*CONSIGNE 1*.
Répondez à ces questions à partir du texte sur la mobilisation de la FSPF :
(a) Quelle date est annoncée pour la grève nationale ?
(b) Combien de pharmacies ferment chaque mois depuis janvier 2025, d'après la carte interactive ?
(c) Quelle perte de marge d'ici 2027 la FSPF attribue-t-elle à la baisse du plafond de remise ?
*CONSIGNE 2*.
Pour chaque affirmation, dites si elle s'accorde avec le texte sur la mobilisation de la FSPF, en répondant par oui ou non et en citant les mots du texte qui tranchent :
(a) Le recours en annulation est déposé devant le Conseil d'État.
(b) La préparation des doses administrées en EHPAD est rémunérée et encadrée par un cahier des charges national.
(c) Des ouvertures de pharmacies ont été enregistrées depuis janvier 2025.
*CONSIGNE 3*. Rédigez la suite du texte sur la mobilisation de la FSPF, en partant de sa dernière phrase.

*EXTRAIT DU DOCUMENT*.
################
Trois leviers actionnés en même temps
Le ton est posé d’emblée : la Fédération assume un « conflit clair » avec l’exécutif et active simultanément trois voies. D’abord, une issue politique : obtenir de Matignon un moratoire puis un retrait pur et simple de l’arrêté. Ensuite, une voie judiciaire : un recours en annulation est déposé devant le Conseil d’État, sur le fond comme sur la méthode (absence d’étude d’impact préalable). Enfin, une voie législative : faire réinscrire dans la loi le plafond de remise à 40 % (article L.138 du CSS), avec demande d’un rapport d’ici 2027 pour reposer, sereinement, les bases d’un nouveau modèle de rémunération officinal.
Nous sommes en conflit avec l’exécutif ; nous activerons aussi le judiciaire et le législatif.
Une séquence de mobilisation structurée
La FSPF maintient la grève des gardes, assortie d’une suspension du tiers payant lors des réquisitions. Point d’orgue annoncé : une grève nationale le 18 septembre, déclinée en régions, avec un dispositif de suivi en direct pour donner l’écho le plus large aux actions locales. Sur le terrain médico-social, la Fédération appelle à renégocier les contrats de préparation des doses administrées (PDA) en EHPAD : l’acte n’est ni encadré par un cahier des charges national ni rémunéré, ce qui expose à l’insécurité juridique et n’est plus soutenable dans le contexte actuel.
Préparer gratuitement les piluliers des EHPAD, sans cadre juridique, ce n’est plus possible.
Des outils pour objectiver la crise
Pour nourrir le débat public, deux plateformes sont mises au service de la mobilisation. La première, une carte interactive des fermetures, recense en temps réel les disparitions d’officines : depuis janvier 2025, environ 30 pharmacies ferment chaque mois et aucune ouverture n’est enregistrée. Au-delà des chiffres, l’outil documente l’impact humain, notamment dans les communes où l’unique officine a baissé le rideau. La seconde, jesoutiensmapharma.fr (lancement prévu le 18 septembre), publiera les prises de position individuelles des députés et sénateurs sollicités pour soutenir l’amendement rétablissant le plafond à 40 %. Objectif assumé : rendre visible, circonscription par circonscription, la majorité nécessaire.
L’équation économique : 520 M€ en moins
Selon la FSPF, la baisse du plafond de remise sur les lignes aujourd’hui à 40 % représente 520 millions d’euros de marge en moins d’ici 2027. À cela pourrait s’additionner l’effet mécanique des baisses de prix (CEPS), qui compriment la base sur laquelle s’appliquent les remises : un cocktail défavorable pour des entreprises déjà fragilisées, en particulier les petites structures où « 5 000 à 10 000 € » de perte nette peuvent faire basculer l’équilibre. Le message est sans détour : on ne change pas un pilier économique de cette ampleur sans étude d’impact ni mesures de compensation synchrones.
################
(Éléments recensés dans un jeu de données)
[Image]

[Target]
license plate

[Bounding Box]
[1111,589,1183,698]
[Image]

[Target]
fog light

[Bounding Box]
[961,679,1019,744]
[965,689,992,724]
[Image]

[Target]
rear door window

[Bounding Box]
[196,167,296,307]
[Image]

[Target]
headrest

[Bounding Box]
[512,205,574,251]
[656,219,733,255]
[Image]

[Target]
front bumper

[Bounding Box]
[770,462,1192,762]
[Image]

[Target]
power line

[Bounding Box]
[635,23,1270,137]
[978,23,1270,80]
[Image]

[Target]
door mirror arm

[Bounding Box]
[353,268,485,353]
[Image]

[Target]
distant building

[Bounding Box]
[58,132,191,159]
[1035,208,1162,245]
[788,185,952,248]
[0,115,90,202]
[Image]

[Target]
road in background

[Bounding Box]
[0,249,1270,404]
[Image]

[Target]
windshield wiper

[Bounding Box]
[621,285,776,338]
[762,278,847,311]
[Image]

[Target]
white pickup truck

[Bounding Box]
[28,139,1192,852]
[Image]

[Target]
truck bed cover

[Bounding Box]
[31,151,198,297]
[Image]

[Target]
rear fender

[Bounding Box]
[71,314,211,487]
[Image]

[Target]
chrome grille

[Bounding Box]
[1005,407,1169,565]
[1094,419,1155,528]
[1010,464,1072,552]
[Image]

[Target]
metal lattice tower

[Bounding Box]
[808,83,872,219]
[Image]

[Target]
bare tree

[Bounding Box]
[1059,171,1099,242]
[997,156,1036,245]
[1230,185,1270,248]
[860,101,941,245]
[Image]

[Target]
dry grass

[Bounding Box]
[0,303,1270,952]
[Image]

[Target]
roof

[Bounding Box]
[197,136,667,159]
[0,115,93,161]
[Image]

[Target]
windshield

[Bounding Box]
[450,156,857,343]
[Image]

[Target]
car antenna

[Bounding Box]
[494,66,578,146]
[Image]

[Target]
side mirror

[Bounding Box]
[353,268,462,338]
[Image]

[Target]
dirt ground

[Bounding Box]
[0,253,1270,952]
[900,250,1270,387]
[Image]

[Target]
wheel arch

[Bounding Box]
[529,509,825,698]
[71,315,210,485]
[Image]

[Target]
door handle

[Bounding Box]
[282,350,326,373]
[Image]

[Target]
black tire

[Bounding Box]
################
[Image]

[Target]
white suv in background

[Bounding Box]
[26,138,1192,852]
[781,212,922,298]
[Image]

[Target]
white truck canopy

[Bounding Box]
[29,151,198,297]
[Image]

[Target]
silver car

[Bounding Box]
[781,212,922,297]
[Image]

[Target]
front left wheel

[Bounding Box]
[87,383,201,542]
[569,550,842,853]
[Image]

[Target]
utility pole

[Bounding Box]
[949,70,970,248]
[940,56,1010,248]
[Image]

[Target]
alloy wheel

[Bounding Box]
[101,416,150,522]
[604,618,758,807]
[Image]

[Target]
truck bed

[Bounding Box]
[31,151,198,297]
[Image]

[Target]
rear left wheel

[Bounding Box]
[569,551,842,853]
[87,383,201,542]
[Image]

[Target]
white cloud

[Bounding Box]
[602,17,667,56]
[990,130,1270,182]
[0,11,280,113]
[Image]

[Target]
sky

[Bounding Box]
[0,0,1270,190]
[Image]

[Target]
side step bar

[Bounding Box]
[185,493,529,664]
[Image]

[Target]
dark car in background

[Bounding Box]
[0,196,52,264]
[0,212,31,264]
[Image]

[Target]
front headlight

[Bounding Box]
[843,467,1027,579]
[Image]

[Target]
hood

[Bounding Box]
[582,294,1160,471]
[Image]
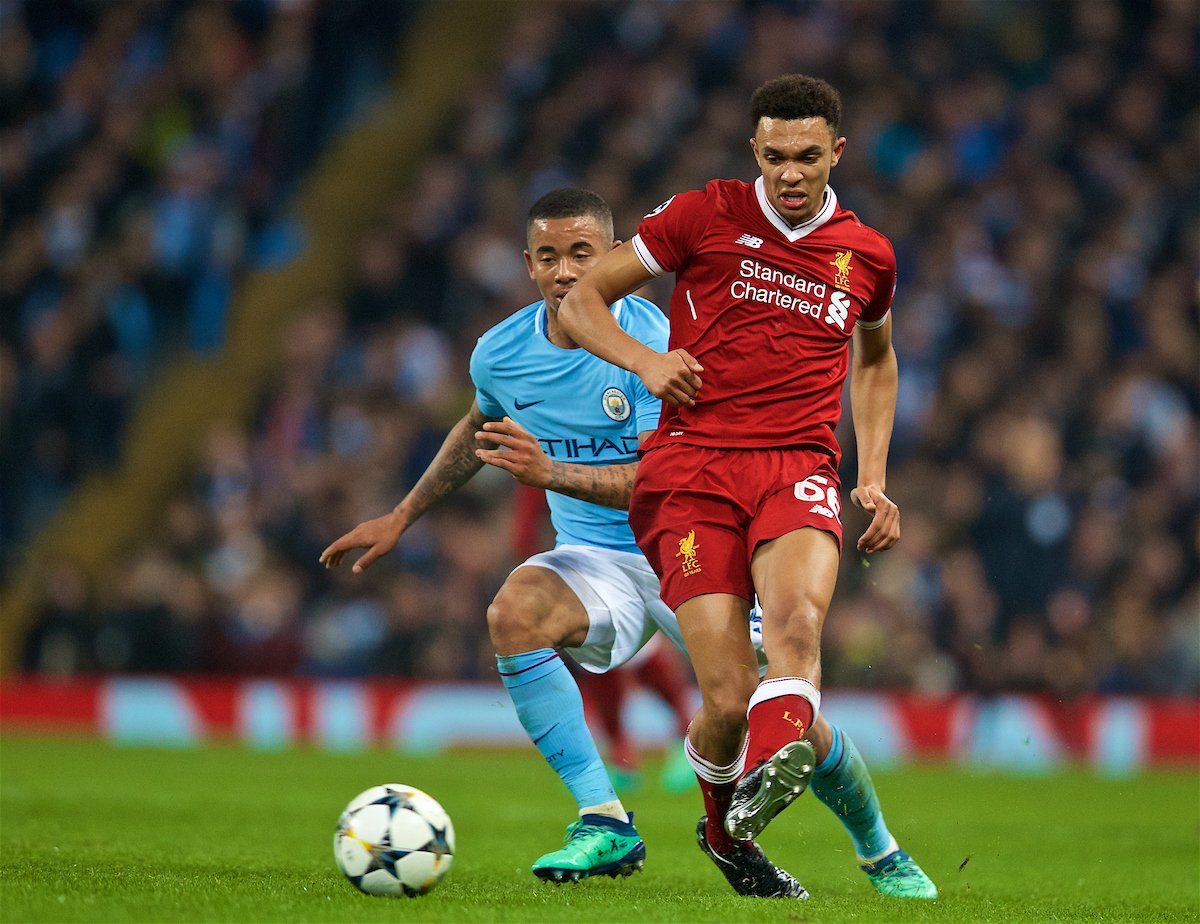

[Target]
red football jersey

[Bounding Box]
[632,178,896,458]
################
*RÉPONSE 1*.
(a) Le 18 septembre.
(b) Environ 30.
(c) 520 millions d'euros.

*RÉPONSE 2*.
(a) Oui : « un recours en annulation est déposé devant le Conseil d’État ».
(b) Non : « l’acte n’est ni encadré par un cahier des charges national ni rémunéré ».
(c) Non : « aucune ouverture n’est enregistrée ».

*RÉPONSE 3*.
C’est la première fois qu’on met en place une réforme à 500 millions sans étude d’impact.
Franchises : le point de rupture
Autre ligne rouge : le doublement des franchises présenté par décret avant débat parlementaire, avec un plafond cumulé qui atteindrait 200 € (100 € pour médicaments/actes paramédicaux + 100 € pour consultations et examens). Au-delà du signal, la Fédération juge ingérable toute collecte au comptoir, synonyme de fin de facto du tiers payant généralisé. Surtout, le dispositif est perçu comme une rupture du principe fondateur de la Sécurité sociale — on ne paye plus selon ses moyens, mais selon ses besoins — avec un impact concentré sur les patients polypathologiques, grands consommateurs de soins.
Le maillage, marqueur d’égalité territoriale
La Fédération replace enfin la pharmacie de proximité au cœur de l’aménagement du territoire. Chaque fermeture, a fortiori lorsqu’elle touche la seule officine d’une commune, accélère la désertification. Garder l’officine ouverte, c’est maintenir un hub de santé de premier recours, faciliter l’orientation, accueillir la télémédecine, et préserver des services essentiels où l’école, la poste ou l’épicerie ont parfois déjà disparu.
Prochaines étapes
Au calendrier immédiat : rencontres avec les cabinets ministériels et Matignon, coordination intersyndicale, et montée en puissance de la mobilisation jusqu’au 18 septembre. La discussion se prolongera au Congrès des pharmaciens (11-12 octobre), où l’économie et le rôle sociétal de l’officine seront débattus à haute intensité, avec des intervenants politiques de premier plan.